======== PASSAGE

He said he had been smoking some pretty good stuff recently,  which, he says,  has made him feel confident that his party would next go after the SNP’s voters, saying the subsequent wall to fall would not be red, but “SNP yellow”, a promise he feels is as probable of achievement as the cast iron pledge made by his overlords in London, made in 2016, much publicised on the sides of buses, to invest an extra three hundred and ninety million pounds a week into the NHS once Brexit was achieved. 

The dynamic Mr Rosco Douglas continued: “Nicola Sturgeon has become detached from working class communities scarred by the long term endemic impacts on Scotland’s society of my party’s decimation of their industrial and manufacturing landscape and the imposition of unmanageable taxation and withering punishments on the most vulnerable amongst us, the breaking up of communities, the poverty, homelessness and unemployment, the  drug deaths and misery, caused by current and previous leaderships of my party, for which we are rightly proud.  How dare she beg us to reconsider the cuts we are about to make to Universal Credit. after all what’s twenty pounds a week in the grand scheme of things? Buttons.

“She (Sturgeon) has become out of touch with the rest of our marvellous and benevolent Union. Why do the people of Scotland need to be different? Why free prescriptions, baby boxes, subsidised tertiary education and training and a host of other citizen -focussed initiatives which just make us, the party of British government, your government, look bad?

She talks down to everyone, particularly those in my party who don’t take the time or trouble to research or prepare themselves properly before asking her inane endlessly repetitive questions in Parliament. Questions  which collapse, like our arses, under even the most general of scrutiny, allowing her to wipe the floor with us on a regular basis. So much so that I’ve had to fully cultivate the same sour-faced huffy exterior as my predecessor had before she ascended to my eventual expected destination, the locomotive of gravy.”

================

ACTIVITY –
Duplicate the part of the passage that begins with the words "He said he had" and ends after "Brexit was achieved.". Rely on nothing but the passage above.

======== DATA EXCERPTS

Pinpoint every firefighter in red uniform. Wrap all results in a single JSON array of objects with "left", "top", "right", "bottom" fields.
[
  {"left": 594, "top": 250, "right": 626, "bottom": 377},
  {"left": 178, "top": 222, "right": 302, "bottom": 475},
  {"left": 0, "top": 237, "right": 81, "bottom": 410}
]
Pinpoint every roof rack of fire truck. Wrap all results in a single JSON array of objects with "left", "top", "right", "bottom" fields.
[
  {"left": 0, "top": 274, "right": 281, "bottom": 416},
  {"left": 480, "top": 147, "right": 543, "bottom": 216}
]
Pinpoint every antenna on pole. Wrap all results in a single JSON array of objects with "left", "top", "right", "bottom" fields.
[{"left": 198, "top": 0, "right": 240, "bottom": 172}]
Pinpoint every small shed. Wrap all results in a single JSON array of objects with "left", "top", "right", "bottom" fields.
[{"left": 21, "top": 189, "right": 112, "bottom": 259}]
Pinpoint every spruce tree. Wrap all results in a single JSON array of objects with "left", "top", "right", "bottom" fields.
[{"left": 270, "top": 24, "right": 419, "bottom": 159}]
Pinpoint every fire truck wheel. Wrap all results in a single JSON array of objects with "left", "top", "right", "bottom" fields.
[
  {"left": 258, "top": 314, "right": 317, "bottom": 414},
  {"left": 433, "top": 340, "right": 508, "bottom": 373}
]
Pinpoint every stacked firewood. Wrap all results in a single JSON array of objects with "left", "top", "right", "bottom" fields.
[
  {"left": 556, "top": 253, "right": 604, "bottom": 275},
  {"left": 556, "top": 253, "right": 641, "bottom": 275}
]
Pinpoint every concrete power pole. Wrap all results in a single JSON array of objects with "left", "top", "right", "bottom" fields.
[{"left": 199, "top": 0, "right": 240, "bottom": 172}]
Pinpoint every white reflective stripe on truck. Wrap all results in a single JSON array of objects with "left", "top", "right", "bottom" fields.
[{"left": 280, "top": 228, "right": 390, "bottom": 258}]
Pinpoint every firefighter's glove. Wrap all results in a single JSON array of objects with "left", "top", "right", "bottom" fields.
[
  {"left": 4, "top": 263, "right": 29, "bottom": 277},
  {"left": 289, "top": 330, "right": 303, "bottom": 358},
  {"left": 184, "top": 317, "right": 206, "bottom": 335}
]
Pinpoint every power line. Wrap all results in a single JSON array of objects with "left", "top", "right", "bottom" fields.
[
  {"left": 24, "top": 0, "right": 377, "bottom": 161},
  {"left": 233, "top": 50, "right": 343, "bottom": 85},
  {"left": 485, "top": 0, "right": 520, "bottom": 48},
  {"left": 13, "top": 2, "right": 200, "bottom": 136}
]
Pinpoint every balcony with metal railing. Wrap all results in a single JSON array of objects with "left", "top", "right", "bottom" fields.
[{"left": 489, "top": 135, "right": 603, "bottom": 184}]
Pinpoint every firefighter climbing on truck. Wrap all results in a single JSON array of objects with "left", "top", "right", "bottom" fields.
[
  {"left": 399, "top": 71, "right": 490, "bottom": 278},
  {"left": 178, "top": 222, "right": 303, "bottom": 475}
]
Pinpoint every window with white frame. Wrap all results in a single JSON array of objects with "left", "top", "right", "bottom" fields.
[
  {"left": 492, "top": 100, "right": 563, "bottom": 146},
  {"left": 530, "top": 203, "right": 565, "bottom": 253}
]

================

RESULT OF THIS TASK –
He said he had been smoking some pretty good stuff recently,  which, he says,  has made him feel confident that his party would next go after the SNP’s voters, saying the subsequent wall to fall would not be red, but “SNP yellow”, a promise he feels is as probable of achievement as the cast iron pledge made by his overlords in London, made in 2016, much publicised on the sides of buses, to invest an extra three hundred and ninety million pounds a week into the NHS once Brexit was achieved.